● **Exercise requirements**: Copy out all of the data below word for word, leaving nothing out.

[Stored items from a collection]
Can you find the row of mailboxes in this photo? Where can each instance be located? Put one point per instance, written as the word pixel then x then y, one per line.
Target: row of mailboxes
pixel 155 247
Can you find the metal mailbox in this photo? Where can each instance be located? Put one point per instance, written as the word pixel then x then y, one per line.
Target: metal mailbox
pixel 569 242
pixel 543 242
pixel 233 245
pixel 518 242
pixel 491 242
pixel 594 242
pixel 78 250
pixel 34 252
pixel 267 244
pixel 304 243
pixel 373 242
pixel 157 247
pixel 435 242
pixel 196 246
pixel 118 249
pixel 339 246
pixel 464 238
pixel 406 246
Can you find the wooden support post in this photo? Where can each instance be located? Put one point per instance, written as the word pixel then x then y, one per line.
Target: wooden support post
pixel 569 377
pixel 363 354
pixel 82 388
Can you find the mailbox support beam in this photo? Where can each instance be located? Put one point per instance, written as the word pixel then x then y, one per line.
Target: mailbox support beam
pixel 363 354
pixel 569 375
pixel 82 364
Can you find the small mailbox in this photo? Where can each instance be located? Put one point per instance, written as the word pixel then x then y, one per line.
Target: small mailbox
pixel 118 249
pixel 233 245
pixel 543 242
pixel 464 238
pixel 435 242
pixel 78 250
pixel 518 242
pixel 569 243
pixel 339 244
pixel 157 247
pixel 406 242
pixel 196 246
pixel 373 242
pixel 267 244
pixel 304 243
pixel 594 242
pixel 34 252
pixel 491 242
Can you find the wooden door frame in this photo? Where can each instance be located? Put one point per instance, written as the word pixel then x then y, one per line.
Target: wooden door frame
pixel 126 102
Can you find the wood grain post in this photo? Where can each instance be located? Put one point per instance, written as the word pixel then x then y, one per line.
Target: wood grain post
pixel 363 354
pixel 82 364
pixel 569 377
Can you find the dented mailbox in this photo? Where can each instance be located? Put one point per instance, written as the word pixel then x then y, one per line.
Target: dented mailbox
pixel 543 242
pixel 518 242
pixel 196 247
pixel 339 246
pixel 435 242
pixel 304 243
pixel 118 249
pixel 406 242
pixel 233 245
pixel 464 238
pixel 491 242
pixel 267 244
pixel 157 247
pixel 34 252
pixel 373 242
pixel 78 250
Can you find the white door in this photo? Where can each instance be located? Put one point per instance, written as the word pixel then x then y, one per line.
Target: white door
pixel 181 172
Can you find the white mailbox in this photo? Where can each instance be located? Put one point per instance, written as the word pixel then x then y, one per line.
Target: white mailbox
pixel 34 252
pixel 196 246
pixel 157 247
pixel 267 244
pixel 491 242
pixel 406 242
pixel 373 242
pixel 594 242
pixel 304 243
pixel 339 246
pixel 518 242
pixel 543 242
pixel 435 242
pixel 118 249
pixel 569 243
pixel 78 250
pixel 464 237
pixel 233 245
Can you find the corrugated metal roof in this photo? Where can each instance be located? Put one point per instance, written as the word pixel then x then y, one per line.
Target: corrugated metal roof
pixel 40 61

● **Output of the exercise**:
Can you find the row of mailboxes in this photo? Where can each instance be located? Put one point per instance, written as the word pixel then x then y, one per line.
Target: row of mailboxes
pixel 155 247
Can you find the metal mailbox in this photo? Where can each instance be located? Put one point per instance, written as the word pixel then x then y, one per line.
Target: metal mailbox
pixel 569 242
pixel 543 242
pixel 233 245
pixel 518 242
pixel 491 242
pixel 594 242
pixel 78 250
pixel 34 252
pixel 267 244
pixel 304 243
pixel 373 242
pixel 157 247
pixel 435 242
pixel 196 246
pixel 118 249
pixel 339 246
pixel 464 238
pixel 406 246
Can you find the wooden support post in this photo? Where can each instance be located? Put one point per instance, written as the word pixel then x then y, one per line.
Target: wooden support post
pixel 569 377
pixel 363 354
pixel 82 388
Can you find the mailbox support beam in this photo? Where can each instance be located? Put one point per instance, written as the word pixel then x then y, one per line.
Target: mailbox support beam
pixel 363 354
pixel 569 375
pixel 82 364
Can you find the small mailbox in this photo? Where can each instance be located? Put one point per instance, written as the word pixel then x then y, one per line.
Target: small mailbox
pixel 118 249
pixel 233 245
pixel 543 242
pixel 464 238
pixel 435 242
pixel 78 250
pixel 518 242
pixel 569 243
pixel 339 244
pixel 157 247
pixel 406 242
pixel 196 246
pixel 373 242
pixel 267 244
pixel 304 243
pixel 594 242
pixel 34 252
pixel 491 242
Can you find the wooden door frame in this photo? Where can each instance be located? Put one point per instance, written as the word pixel then x then y, one per line.
Target: wooden door frame
pixel 126 102
Can you find the wood grain post in this photo? Where can each instance be located? Put one point per instance, written as the word pixel then x then y, one per line.
Target: wood grain post
pixel 363 354
pixel 82 364
pixel 569 377
Can you find the dented mailbox in this photo? Where can each instance be located? Put one point per instance, written as the word pixel then x then y, one per line.
Target: dented mailbox
pixel 543 242
pixel 518 242
pixel 196 247
pixel 339 246
pixel 435 242
pixel 304 243
pixel 118 249
pixel 406 242
pixel 233 245
pixel 464 238
pixel 491 242
pixel 267 244
pixel 157 247
pixel 34 252
pixel 373 242
pixel 78 250
Can you find the white door in this photo? Where can each instance be located? Put one point per instance, written as the word pixel then x then y, one per line.
Target: white door
pixel 181 172
Can you find the white mailbox in this photo? Where can each instance be located? Put one point per instance, written as the word pixel then x then y, one per line.
Target: white mailbox
pixel 34 252
pixel 196 246
pixel 157 247
pixel 267 244
pixel 491 242
pixel 406 242
pixel 373 242
pixel 594 242
pixel 304 243
pixel 339 246
pixel 518 242
pixel 543 242
pixel 435 242
pixel 118 249
pixel 569 243
pixel 78 250
pixel 464 237
pixel 233 245
Can you find the corrugated metal roof in this photo? Where can each instance be located? Put one point per instance, written as the word pixel then x then y, one per line.
Target: corrugated metal roof
pixel 40 61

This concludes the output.